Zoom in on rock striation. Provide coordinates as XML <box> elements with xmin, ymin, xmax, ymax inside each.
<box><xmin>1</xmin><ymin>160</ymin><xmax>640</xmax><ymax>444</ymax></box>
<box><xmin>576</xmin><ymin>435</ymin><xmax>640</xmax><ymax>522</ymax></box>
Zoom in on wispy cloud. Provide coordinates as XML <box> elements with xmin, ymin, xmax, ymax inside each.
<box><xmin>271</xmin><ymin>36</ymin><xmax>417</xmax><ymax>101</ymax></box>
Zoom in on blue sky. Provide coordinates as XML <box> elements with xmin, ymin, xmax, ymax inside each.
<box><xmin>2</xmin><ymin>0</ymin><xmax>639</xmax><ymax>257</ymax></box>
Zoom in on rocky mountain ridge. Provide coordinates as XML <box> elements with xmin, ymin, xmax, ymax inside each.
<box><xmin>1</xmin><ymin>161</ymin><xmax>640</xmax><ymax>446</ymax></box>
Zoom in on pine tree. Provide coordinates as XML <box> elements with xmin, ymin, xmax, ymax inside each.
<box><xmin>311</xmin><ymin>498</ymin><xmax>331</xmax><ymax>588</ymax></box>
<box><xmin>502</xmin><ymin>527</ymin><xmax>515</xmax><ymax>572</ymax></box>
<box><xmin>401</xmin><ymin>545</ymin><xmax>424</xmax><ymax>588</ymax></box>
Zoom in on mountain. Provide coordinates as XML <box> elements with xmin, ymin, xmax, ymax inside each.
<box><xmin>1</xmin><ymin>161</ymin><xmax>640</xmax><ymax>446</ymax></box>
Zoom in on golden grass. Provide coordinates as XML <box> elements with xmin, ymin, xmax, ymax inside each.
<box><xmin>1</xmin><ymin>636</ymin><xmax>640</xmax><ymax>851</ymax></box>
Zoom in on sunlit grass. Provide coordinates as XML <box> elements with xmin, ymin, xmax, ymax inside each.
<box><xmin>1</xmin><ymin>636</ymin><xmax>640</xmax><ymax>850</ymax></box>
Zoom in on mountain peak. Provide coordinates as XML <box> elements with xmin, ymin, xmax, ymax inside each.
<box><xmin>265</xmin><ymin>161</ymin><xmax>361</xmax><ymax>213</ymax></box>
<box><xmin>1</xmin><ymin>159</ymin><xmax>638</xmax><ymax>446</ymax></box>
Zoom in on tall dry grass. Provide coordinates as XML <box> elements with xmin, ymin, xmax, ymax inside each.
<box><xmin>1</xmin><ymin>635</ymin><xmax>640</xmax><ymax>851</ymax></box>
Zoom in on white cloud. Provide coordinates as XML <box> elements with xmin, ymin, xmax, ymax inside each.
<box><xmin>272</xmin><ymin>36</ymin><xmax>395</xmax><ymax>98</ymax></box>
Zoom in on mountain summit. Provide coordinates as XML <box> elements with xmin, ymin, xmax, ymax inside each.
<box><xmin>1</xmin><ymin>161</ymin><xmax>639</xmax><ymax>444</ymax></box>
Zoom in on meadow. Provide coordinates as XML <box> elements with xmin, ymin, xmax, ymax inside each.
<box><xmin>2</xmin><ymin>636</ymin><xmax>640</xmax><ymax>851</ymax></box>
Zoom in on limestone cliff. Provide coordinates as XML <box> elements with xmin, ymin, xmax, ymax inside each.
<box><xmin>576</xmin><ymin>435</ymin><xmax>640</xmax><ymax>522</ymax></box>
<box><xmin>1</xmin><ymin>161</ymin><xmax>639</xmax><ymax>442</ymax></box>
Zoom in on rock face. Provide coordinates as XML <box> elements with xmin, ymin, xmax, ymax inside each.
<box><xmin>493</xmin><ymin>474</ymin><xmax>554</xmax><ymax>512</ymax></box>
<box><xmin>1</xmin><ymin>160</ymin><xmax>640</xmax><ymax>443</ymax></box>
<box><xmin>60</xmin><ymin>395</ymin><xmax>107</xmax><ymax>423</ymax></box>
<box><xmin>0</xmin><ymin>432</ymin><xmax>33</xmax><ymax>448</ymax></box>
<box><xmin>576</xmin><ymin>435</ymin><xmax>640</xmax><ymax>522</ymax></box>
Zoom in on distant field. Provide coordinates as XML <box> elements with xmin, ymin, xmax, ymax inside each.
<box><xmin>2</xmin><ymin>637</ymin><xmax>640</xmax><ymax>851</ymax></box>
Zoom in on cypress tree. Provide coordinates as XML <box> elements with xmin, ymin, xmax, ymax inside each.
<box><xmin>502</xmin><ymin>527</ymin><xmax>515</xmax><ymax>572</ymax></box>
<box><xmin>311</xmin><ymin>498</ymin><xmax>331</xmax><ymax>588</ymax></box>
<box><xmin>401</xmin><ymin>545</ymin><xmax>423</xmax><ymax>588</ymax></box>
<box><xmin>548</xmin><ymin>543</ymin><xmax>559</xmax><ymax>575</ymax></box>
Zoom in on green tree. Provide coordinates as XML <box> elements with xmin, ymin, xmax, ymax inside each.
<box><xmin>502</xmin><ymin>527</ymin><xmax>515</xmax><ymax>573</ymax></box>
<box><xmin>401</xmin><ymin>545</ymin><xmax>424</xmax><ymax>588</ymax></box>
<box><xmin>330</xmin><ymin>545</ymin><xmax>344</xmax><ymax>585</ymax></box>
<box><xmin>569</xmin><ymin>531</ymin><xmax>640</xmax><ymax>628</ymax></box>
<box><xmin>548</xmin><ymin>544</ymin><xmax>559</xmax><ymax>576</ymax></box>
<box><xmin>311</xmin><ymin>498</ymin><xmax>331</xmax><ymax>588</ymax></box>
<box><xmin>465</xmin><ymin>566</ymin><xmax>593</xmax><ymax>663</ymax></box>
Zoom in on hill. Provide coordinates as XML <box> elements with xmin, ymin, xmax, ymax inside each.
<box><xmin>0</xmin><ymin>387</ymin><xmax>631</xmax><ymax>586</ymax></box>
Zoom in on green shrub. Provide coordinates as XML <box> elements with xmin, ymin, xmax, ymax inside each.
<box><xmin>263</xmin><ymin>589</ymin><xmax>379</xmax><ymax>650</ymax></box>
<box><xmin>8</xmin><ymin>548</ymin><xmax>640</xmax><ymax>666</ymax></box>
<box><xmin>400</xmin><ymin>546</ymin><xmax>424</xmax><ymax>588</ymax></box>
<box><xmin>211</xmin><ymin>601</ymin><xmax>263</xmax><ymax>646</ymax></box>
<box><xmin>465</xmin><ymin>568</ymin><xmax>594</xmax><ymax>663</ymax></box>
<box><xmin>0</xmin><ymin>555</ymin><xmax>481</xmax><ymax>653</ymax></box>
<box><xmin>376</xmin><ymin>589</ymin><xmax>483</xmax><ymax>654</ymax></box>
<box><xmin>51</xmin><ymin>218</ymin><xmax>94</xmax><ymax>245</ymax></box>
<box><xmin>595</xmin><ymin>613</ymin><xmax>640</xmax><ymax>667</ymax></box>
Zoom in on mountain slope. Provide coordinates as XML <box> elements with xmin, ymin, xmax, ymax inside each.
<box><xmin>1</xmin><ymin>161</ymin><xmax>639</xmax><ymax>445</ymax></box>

• _WHAT THE EXERCISE ASKS_
With every line intact, output the listing above exactly.

• _RESULT OF THE TASK_
Zoom in on rock striation. Provide coordinates as XML <box> elements with xmin, ymin, xmax, ymax inside each.
<box><xmin>1</xmin><ymin>160</ymin><xmax>640</xmax><ymax>444</ymax></box>
<box><xmin>576</xmin><ymin>435</ymin><xmax>640</xmax><ymax>522</ymax></box>
Zoom in on wispy cloud. Provide coordinates as XML <box> elements with xmin, ymin, xmax, ymax inside each.
<box><xmin>271</xmin><ymin>36</ymin><xmax>417</xmax><ymax>101</ymax></box>
Zoom in on blue sky. Provide coordinates as XML <box> elements with xmin, ymin, xmax, ymax inside each.
<box><xmin>2</xmin><ymin>0</ymin><xmax>639</xmax><ymax>257</ymax></box>
Zoom in on rocky mountain ridge. Provide coordinates as XML <box> elements with xmin, ymin, xmax, ymax inside each.
<box><xmin>1</xmin><ymin>161</ymin><xmax>640</xmax><ymax>446</ymax></box>
Zoom in on pine tree. Provide coordinates as XML <box> elements with xmin, ymin, xmax, ymax inside each.
<box><xmin>311</xmin><ymin>498</ymin><xmax>331</xmax><ymax>588</ymax></box>
<box><xmin>502</xmin><ymin>527</ymin><xmax>515</xmax><ymax>572</ymax></box>
<box><xmin>401</xmin><ymin>545</ymin><xmax>424</xmax><ymax>588</ymax></box>
Zoom in on mountain. Provide coordinates as XML <box> elements with xmin, ymin, xmax, ymax inside each.
<box><xmin>1</xmin><ymin>161</ymin><xmax>640</xmax><ymax>446</ymax></box>
Zoom in on golden grass. Provide coordinates as XML <box> elements with xmin, ymin, xmax, ymax inside each.
<box><xmin>1</xmin><ymin>636</ymin><xmax>640</xmax><ymax>851</ymax></box>
Zoom in on sunlit grass. Provide coordinates as XML <box> elements with xmin, ymin, xmax, ymax inside each.
<box><xmin>1</xmin><ymin>636</ymin><xmax>640</xmax><ymax>850</ymax></box>
Zoom in on mountain peak. Provide coordinates as XML <box> elements with xmin, ymin, xmax, ymax inside each.
<box><xmin>265</xmin><ymin>161</ymin><xmax>361</xmax><ymax>213</ymax></box>
<box><xmin>1</xmin><ymin>159</ymin><xmax>638</xmax><ymax>446</ymax></box>
Zoom in on tall dry grass. Provide coordinates as XML <box> elements with xmin, ymin, xmax, ymax inside each.
<box><xmin>1</xmin><ymin>635</ymin><xmax>640</xmax><ymax>851</ymax></box>
Zoom in on white cloud. Provide coordinates as XML <box> elements with xmin, ymin, xmax, ymax inside each.
<box><xmin>272</xmin><ymin>36</ymin><xmax>395</xmax><ymax>98</ymax></box>
Zoom in on mountain summit. Provide coordinates as XML <box> elements with xmin, ymin, xmax, ymax inside each.
<box><xmin>1</xmin><ymin>161</ymin><xmax>639</xmax><ymax>444</ymax></box>
Zoom in on meadow. Provide coordinates as XML <box> elements with xmin, ymin, xmax, ymax inside each.
<box><xmin>2</xmin><ymin>636</ymin><xmax>640</xmax><ymax>851</ymax></box>
Zoom in on limestone cliff. Provide coordinates as XML <box> elements with xmin, ymin, xmax, ymax inside each.
<box><xmin>576</xmin><ymin>435</ymin><xmax>640</xmax><ymax>522</ymax></box>
<box><xmin>1</xmin><ymin>161</ymin><xmax>639</xmax><ymax>442</ymax></box>
Zoom in on rock face. Provide coordinates as XML <box> elements with xmin, ymin, xmax, ymax inside each.
<box><xmin>493</xmin><ymin>474</ymin><xmax>554</xmax><ymax>512</ymax></box>
<box><xmin>1</xmin><ymin>160</ymin><xmax>640</xmax><ymax>443</ymax></box>
<box><xmin>60</xmin><ymin>395</ymin><xmax>107</xmax><ymax>423</ymax></box>
<box><xmin>0</xmin><ymin>432</ymin><xmax>33</xmax><ymax>448</ymax></box>
<box><xmin>576</xmin><ymin>435</ymin><xmax>640</xmax><ymax>522</ymax></box>
Zoom in on distant field. Provide coordinates as XML <box> elements with xmin, ymin, xmax, ymax inside each.
<box><xmin>2</xmin><ymin>637</ymin><xmax>640</xmax><ymax>851</ymax></box>
Zoom in on cypress tree. Provide coordinates as XML <box> elements with xmin, ymin, xmax, ymax inside each.
<box><xmin>502</xmin><ymin>527</ymin><xmax>515</xmax><ymax>572</ymax></box>
<box><xmin>311</xmin><ymin>498</ymin><xmax>331</xmax><ymax>588</ymax></box>
<box><xmin>401</xmin><ymin>545</ymin><xmax>423</xmax><ymax>588</ymax></box>
<box><xmin>548</xmin><ymin>543</ymin><xmax>559</xmax><ymax>575</ymax></box>
Zoom in on green tree. Provide coordinates as XML <box> elements with xmin, ymin, xmax, ymax inside each.
<box><xmin>502</xmin><ymin>527</ymin><xmax>515</xmax><ymax>573</ymax></box>
<box><xmin>401</xmin><ymin>545</ymin><xmax>424</xmax><ymax>588</ymax></box>
<box><xmin>330</xmin><ymin>545</ymin><xmax>344</xmax><ymax>585</ymax></box>
<box><xmin>569</xmin><ymin>531</ymin><xmax>640</xmax><ymax>628</ymax></box>
<box><xmin>548</xmin><ymin>544</ymin><xmax>559</xmax><ymax>576</ymax></box>
<box><xmin>311</xmin><ymin>498</ymin><xmax>331</xmax><ymax>588</ymax></box>
<box><xmin>465</xmin><ymin>566</ymin><xmax>593</xmax><ymax>663</ymax></box>
Zoom in on hill. Provide coordinates as XML <box> elements with xmin, ymin, xmax, ymax inside each.
<box><xmin>0</xmin><ymin>387</ymin><xmax>631</xmax><ymax>586</ymax></box>
Zoom in on green shrub. Provide coordinates as XML <box> elements with xmin, ymin, xmax, ymax inside each.
<box><xmin>263</xmin><ymin>589</ymin><xmax>379</xmax><ymax>650</ymax></box>
<box><xmin>8</xmin><ymin>548</ymin><xmax>640</xmax><ymax>666</ymax></box>
<box><xmin>400</xmin><ymin>546</ymin><xmax>424</xmax><ymax>588</ymax></box>
<box><xmin>211</xmin><ymin>601</ymin><xmax>263</xmax><ymax>646</ymax></box>
<box><xmin>465</xmin><ymin>568</ymin><xmax>594</xmax><ymax>663</ymax></box>
<box><xmin>0</xmin><ymin>555</ymin><xmax>481</xmax><ymax>653</ymax></box>
<box><xmin>376</xmin><ymin>589</ymin><xmax>483</xmax><ymax>654</ymax></box>
<box><xmin>51</xmin><ymin>218</ymin><xmax>94</xmax><ymax>245</ymax></box>
<box><xmin>595</xmin><ymin>613</ymin><xmax>640</xmax><ymax>667</ymax></box>
Zoom in on mountain slope. Provide coordinates as XML <box> elements with xmin, ymin, xmax, ymax inside each.
<box><xmin>1</xmin><ymin>161</ymin><xmax>639</xmax><ymax>445</ymax></box>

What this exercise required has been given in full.